◆ **Your task**
Please convert the records into a JSON list of strings, one per line with blank lines left out, covering only everything from the line containing "Please examine the UI shown here and identify the black" down to the line containing "xmin=0 ymin=441 xmax=166 ymax=812", both included.

◆ **Data for processing**
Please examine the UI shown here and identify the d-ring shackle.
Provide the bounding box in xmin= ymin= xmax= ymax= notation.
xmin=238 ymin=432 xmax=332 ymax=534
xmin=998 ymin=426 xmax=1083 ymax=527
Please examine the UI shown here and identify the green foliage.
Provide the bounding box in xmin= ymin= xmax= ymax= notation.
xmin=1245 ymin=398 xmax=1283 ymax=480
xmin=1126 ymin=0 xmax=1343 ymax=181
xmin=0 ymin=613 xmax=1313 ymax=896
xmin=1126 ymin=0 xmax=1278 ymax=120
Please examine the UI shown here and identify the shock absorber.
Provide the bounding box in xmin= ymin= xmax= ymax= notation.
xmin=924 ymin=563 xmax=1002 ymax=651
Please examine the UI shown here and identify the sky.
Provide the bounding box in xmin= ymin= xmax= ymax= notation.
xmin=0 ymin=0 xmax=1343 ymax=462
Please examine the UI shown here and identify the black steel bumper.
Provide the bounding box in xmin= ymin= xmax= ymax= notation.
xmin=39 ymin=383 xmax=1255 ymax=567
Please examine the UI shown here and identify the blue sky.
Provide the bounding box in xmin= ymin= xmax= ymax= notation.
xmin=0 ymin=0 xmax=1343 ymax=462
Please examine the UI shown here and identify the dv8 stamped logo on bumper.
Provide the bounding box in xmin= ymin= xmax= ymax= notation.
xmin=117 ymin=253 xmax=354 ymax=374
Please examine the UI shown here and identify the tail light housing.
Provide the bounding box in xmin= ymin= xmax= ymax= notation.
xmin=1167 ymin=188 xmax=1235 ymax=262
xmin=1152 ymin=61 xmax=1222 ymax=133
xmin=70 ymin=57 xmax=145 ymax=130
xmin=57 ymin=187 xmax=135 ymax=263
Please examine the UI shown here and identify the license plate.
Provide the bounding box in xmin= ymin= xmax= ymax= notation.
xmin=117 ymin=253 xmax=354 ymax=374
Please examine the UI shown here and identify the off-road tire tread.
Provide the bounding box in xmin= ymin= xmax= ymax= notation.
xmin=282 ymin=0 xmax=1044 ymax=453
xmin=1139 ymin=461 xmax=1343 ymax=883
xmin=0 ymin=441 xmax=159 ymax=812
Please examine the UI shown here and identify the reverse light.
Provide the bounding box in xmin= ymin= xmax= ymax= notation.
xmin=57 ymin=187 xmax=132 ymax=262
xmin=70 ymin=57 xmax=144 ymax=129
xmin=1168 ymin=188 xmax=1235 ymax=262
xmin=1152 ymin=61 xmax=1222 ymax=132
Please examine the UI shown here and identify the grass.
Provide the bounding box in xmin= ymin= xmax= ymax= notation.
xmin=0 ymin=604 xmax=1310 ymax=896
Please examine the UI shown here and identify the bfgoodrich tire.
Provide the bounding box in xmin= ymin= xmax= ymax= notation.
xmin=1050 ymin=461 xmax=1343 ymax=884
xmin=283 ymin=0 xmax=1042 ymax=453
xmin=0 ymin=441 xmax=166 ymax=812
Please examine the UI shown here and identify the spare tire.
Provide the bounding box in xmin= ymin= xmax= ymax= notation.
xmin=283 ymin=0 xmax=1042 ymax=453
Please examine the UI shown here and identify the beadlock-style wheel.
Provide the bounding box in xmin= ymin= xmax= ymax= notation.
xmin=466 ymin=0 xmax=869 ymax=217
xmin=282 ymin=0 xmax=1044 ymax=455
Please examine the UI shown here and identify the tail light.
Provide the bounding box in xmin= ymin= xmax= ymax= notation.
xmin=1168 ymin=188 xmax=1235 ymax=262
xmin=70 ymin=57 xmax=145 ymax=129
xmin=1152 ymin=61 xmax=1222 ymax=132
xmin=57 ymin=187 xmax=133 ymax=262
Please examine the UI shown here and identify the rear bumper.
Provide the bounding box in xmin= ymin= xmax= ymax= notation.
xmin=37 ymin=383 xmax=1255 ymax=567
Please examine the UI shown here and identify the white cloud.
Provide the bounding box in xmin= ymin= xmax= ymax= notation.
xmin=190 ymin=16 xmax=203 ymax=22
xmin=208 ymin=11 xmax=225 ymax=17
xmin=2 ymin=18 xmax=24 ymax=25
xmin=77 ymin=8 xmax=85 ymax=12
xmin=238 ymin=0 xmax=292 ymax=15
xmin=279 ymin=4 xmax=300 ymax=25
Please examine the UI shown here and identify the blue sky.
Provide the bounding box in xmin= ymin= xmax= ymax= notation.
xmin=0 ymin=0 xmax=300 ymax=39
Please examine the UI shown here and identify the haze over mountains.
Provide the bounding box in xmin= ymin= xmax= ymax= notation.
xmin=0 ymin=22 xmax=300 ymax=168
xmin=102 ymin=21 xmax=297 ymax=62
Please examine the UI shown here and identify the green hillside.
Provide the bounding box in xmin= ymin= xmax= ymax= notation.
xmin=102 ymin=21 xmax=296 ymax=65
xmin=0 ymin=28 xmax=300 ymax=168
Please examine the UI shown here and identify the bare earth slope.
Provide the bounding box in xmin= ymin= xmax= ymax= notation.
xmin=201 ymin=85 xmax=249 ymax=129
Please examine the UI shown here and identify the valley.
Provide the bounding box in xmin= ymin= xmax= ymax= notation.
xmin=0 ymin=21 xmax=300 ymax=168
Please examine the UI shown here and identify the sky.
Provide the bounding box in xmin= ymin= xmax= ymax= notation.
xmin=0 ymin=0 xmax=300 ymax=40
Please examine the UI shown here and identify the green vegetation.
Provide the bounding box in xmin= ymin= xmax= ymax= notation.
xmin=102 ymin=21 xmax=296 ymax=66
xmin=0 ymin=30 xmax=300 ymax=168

◆ **Result of this exercise**
[
  "Please examine the UI shown here and identify the black steel bumper.",
  "Provide the bounding box in xmin= ymin= xmax= ymax= notation.",
  "xmin=39 ymin=383 xmax=1255 ymax=567",
  "Please examine the UI shown here and identify the blue sky.",
  "Provide the bounding box in xmin= ymin= xmax= ymax= notation.",
  "xmin=0 ymin=0 xmax=1343 ymax=462",
  "Please examine the UI shown here and identify the dv8 stamped logo on bumper.",
  "Provide the bounding box in xmin= ymin= xmax= ymax= notation.",
  "xmin=117 ymin=253 xmax=354 ymax=374",
  "Please examine the UI shown here and identify the tail light housing.",
  "Provide the bounding box in xmin= ymin= xmax= ymax= notation.",
  "xmin=1167 ymin=188 xmax=1235 ymax=262",
  "xmin=1152 ymin=61 xmax=1222 ymax=133",
  "xmin=70 ymin=57 xmax=145 ymax=130",
  "xmin=57 ymin=187 xmax=135 ymax=263",
  "Please examine the UI shown here and identify the license plate.",
  "Provide the bounding box in xmin= ymin= xmax= ymax= notation.",
  "xmin=117 ymin=253 xmax=354 ymax=374",
  "Please examine the UI shown here and identify the off-road tire tread.",
  "Provide the bounding box in xmin= ymin= xmax= ymax= notation.",
  "xmin=282 ymin=0 xmax=1044 ymax=453",
  "xmin=1139 ymin=461 xmax=1343 ymax=883",
  "xmin=0 ymin=441 xmax=159 ymax=812",
  "Please examine the UI shown here and identify the reverse light.",
  "Provide the bounding box in xmin= ymin= xmax= ymax= notation.",
  "xmin=57 ymin=187 xmax=132 ymax=262",
  "xmin=70 ymin=57 xmax=144 ymax=129",
  "xmin=1168 ymin=188 xmax=1235 ymax=262",
  "xmin=1152 ymin=61 xmax=1222 ymax=132",
  "Please examine the UI shown here and identify the grass.",
  "Provide the bounding box in xmin= ymin= xmax= ymax= notation.",
  "xmin=0 ymin=604 xmax=1310 ymax=896",
  "Please examine the UI shown here and identify the bfgoodrich tire.",
  "Provide the bounding box in xmin= ymin= xmax= ymax= notation.",
  "xmin=1050 ymin=461 xmax=1343 ymax=884",
  "xmin=283 ymin=0 xmax=1042 ymax=453",
  "xmin=0 ymin=441 xmax=166 ymax=812"
]